One could argue that General Motors (NYSE:GM) has been undergoing an overhaul since its exit from bankruptcy way back in 2009. But here in 2017, a lot of the hard work has been done: Whatever might be left to fix, it's clear that GM has become a solidly profitable global powerhouse.
Something else became clear in 2017: CEO Mary Barra's much-publicized effort to "disrupt" GM before Silicon Valley does is starting to bear real fruit. With its long-range electric car shipping months before Tesla's (NASDAQ:TSLA) and its autonomous-vehicle development effort becoming harder and harder to overlook, GM in 2017 found itself getting new attention -- and upgrades -- from Wall Street.
Here are the highlights from what will be remembered as an important year in GM's history.
January: GM surprised with upbeat guidance
While rivals like Ford Motor Company (NYSE:F) began the year by issuing cautious guidance, GM bucked the trend. In a presentation in January, Barra, GM president Dan Ammann, and CFO Chuck Stevens explained why they thought GM's results in 2017 would be even better than its very good 2016 results -- even if the new-car market didn't grow.
The key? GM's line of all-new crossover SUVs. Over the past couple of years, GM has completely revamped its key models in some of the hottest segments of the market. Brand-new vehicles like the Cadillac XT5, GMC Acadia, and Chevrolet Equinox -- all car-based "crossover" SUVs -- have been racking up strong sales and delivering more profits per sale than the models they replaced.
Analysts were skeptical that GM's new crossovers would be enough to offset the effects of increasing discounts in a stalled market. But through the first 3 quarters of 2017, things have played out much as Barra and company said they would in January -- with one big twist.

RECORDED DATA:
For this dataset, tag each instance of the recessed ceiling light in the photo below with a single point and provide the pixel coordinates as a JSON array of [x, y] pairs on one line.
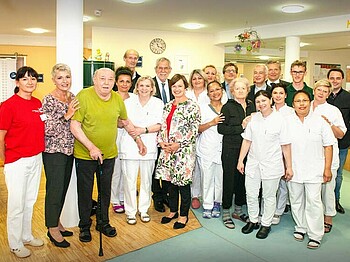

PROBLEMS AND TASKS:
1. Answer these questions from the article about General Motors in 2017, one answer per line, marked the same way.
(a) In what year did GM exit bankruptcy?
(b) Who is named as GM's CFO?
(c) Which three crossover SUVs does the article list as brand-new vehicles?
2. Write what comes next in the article about General Motors in 2017, starting after its last sentence.

EXPECTED ANSWERS:
1.
(a) 2009
(b) Chuck Stevens
(c) Cadillac XT5, GMC Acadia, and Chevrolet Equinox

2.
March: GM announces that it's leaving Europe
That twist? GM's sale of its long-suffering German subsidiary, Opel AG, to French automaker Peugeot SA (NASDAQOTH:PUGOY). GM's decision to effectively exit the European market after years of losses, first announced in March, was a surprise -- and a daring move.
By selling Opel, GM gave up nearly all of the 1.2 million vehicle sales it made in Europe in 2016. But it also gave up the need to continue pouring capital into a region where it had lost billions -- and where it had lost hope of generating a decent operating profit any time soon.
The sale closed in July. GM took a $5.4 billion one-time charge for costs related to the sale in the third quarter.
April: Crossovers power strong first-quarter results
GM's first-quarter earnings result was an upbeat surprise. GM's net income rose 34% to $2.6 billion on strong sales of -- you guessed it -- those new crossovers, particularly in the U.S. and China.
July: GM beats estimates again
GM's second-quarter result was weighed down somewhat by slowing U.S. sales and ongoing competitive pressures in China. But again, the new crossovers helped cushion the blow: GM's $1.89 per-share result (excluding Opel) was well ahead of Wall Street's estimate.
October: A big move into electric vehicles
It had been clear for a while that GM had big plans brewing for a new line of electric vehicles beyond the well-regarded Chevrolet Bolt EV. On Oct. 2, GM spilled the beans: It will launch "at least 20" all-new all-electric vehicles over the next six years, including battery-electric and fuel-cell-powered models.
The first two of those, due by early 2019, will share some of the Bolt's technology. The battery-electric models that follow will be built on an all-new architecture, which promises longer range and lower costs -- and for GM, solid profitability.
October: GM's third quarter is... complicated
On a GAAP basis, GM's third-quarter result looked pretty grim: A net loss of about $3 billion, largely due to a huge ($5.4 billion) set of one-time charges related to the Opel sale. Excluding the effects of the Opel sale, GM did OK: Profit was down in North America after some factory downtime led to a 26% year-over-year drop in vehicles shipped, but -- once again -- strong sales of the new crossovers helped cushion the blow.
November: GM lifts the curtain on its self-driving effort
GM followed up its electric-car plan with a look into its intentions around self-driving technology in an "investor event" in late November. In a nutshell: GM is planning to roll out a fleet of self-driving Chevrolet Bolts for use in ride-hailing service in urban areas; it expects to ramp up production of those vehicles very quickly once its software is deemed to be safer than a human driver; at its current development pace, it expects to hit that point in 2019. GM believes that it's well-positioned to gain a significant first-mover advantage with autonomous vehicles that should set it up for major profits over time.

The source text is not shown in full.